(Saved entries)
::::::
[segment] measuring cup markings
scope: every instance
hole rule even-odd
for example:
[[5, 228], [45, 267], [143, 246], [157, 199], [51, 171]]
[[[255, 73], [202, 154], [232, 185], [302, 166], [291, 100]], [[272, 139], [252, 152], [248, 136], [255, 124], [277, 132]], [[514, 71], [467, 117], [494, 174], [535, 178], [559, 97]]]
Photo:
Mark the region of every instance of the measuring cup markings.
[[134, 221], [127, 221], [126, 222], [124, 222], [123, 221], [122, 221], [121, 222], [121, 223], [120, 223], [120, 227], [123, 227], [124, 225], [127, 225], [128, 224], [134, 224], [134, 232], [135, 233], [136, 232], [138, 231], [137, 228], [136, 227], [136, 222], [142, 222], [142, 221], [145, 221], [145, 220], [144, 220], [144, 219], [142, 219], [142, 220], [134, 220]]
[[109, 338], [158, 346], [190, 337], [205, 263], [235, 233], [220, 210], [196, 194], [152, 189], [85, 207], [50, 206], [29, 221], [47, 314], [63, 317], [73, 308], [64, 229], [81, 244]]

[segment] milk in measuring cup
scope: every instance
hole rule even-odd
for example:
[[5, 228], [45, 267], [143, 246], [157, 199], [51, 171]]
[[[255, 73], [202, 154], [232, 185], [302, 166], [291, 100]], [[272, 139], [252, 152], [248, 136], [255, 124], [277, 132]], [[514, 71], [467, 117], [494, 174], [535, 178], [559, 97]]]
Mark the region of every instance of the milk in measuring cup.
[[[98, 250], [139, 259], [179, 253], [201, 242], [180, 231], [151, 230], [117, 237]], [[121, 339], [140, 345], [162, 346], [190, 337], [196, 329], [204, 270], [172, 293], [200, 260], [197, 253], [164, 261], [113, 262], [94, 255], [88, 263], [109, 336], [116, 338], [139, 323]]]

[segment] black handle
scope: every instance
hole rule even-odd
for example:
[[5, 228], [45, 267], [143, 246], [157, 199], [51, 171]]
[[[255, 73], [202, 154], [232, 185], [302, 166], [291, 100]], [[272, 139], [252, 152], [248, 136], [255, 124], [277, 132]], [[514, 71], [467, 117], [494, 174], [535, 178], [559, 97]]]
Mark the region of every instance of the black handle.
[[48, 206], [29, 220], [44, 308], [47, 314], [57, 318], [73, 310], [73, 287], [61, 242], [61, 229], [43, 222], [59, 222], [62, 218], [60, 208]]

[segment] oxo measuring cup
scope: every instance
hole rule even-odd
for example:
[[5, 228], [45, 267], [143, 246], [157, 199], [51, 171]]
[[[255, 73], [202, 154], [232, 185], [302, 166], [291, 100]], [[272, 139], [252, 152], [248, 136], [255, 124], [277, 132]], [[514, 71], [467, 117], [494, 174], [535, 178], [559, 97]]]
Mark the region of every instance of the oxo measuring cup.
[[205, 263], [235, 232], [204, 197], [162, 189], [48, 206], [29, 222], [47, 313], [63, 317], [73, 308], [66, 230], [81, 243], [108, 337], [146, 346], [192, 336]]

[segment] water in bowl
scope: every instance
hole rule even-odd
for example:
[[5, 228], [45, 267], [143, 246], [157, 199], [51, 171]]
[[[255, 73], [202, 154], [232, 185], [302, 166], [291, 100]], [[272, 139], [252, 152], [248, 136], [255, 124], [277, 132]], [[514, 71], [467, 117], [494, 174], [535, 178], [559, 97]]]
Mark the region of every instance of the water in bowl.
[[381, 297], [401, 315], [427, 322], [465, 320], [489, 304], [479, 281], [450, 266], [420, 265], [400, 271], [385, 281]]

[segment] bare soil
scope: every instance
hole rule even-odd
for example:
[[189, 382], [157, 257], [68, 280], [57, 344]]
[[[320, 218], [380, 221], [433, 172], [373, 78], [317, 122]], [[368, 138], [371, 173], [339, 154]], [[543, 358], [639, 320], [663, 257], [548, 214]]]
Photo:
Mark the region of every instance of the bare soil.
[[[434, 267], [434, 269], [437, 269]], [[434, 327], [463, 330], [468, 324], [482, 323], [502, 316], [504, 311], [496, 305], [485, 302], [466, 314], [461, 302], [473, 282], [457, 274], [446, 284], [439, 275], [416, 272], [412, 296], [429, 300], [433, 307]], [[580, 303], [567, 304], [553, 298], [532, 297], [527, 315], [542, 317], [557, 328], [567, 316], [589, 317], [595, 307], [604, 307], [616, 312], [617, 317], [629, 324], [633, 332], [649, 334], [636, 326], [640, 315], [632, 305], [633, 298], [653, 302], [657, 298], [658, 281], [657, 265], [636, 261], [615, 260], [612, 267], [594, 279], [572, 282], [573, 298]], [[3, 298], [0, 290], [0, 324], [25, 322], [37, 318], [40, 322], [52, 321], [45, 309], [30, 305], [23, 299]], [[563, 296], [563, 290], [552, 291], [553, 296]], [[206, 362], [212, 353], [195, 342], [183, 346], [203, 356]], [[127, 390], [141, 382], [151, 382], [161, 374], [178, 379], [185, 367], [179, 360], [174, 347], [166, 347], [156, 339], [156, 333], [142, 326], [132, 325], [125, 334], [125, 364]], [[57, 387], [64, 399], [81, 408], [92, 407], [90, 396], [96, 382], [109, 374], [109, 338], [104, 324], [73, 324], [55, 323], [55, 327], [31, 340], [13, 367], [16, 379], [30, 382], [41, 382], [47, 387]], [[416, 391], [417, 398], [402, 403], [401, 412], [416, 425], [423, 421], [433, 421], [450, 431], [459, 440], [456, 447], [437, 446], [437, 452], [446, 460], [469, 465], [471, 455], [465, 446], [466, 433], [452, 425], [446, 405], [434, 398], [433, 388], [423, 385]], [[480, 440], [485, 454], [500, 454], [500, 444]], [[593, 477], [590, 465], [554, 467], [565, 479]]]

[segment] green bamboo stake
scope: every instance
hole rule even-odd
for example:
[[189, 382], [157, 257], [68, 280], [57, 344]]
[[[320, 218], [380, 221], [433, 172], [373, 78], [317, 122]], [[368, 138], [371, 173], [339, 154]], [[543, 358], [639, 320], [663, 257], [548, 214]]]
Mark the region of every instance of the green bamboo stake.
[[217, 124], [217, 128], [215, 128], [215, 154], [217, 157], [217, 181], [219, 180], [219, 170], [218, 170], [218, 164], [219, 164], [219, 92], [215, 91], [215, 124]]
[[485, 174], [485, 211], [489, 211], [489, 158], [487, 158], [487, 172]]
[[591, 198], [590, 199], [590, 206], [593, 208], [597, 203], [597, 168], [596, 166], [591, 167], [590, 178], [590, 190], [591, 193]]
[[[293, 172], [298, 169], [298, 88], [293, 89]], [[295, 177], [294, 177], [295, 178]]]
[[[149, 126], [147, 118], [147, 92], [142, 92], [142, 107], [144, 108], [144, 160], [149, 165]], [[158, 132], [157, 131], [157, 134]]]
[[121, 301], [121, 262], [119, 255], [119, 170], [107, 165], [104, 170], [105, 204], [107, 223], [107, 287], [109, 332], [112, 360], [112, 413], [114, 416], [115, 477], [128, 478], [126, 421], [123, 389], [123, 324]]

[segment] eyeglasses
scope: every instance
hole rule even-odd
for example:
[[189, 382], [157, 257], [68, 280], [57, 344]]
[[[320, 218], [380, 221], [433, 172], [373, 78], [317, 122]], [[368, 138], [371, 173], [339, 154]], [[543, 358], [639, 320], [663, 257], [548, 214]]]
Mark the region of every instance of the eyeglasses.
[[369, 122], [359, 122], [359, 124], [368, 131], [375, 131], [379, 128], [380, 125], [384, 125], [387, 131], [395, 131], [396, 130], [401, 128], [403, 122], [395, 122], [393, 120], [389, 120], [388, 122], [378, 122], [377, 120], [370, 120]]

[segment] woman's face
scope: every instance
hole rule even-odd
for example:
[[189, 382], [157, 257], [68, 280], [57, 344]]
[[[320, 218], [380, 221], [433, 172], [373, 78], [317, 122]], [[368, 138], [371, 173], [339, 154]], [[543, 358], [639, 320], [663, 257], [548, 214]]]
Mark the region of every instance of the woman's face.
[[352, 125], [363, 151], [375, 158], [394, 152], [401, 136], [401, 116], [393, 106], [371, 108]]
::::::
* [TASK DIRECTIONS]: Please reproduce the stretch from the line containing "[segment] water in bowl" through the line containing "Mark the region of every instance of the water", renaming "bowl" to "basin" and leaving everything else unchanged.

* [OUTPUT FOR THIS EXERCISE]:
[segment] water in basin
scope: every instance
hole rule even-odd
for example:
[[5, 228], [45, 267], [143, 246], [157, 199], [51, 171]]
[[[255, 73], [202, 154], [232, 185], [302, 166], [291, 100]], [[272, 139], [252, 152], [248, 136], [255, 124], [277, 132]], [[514, 71], [467, 117], [494, 174], [535, 178], [559, 97]]]
Mark the region of every instance of the water in basin.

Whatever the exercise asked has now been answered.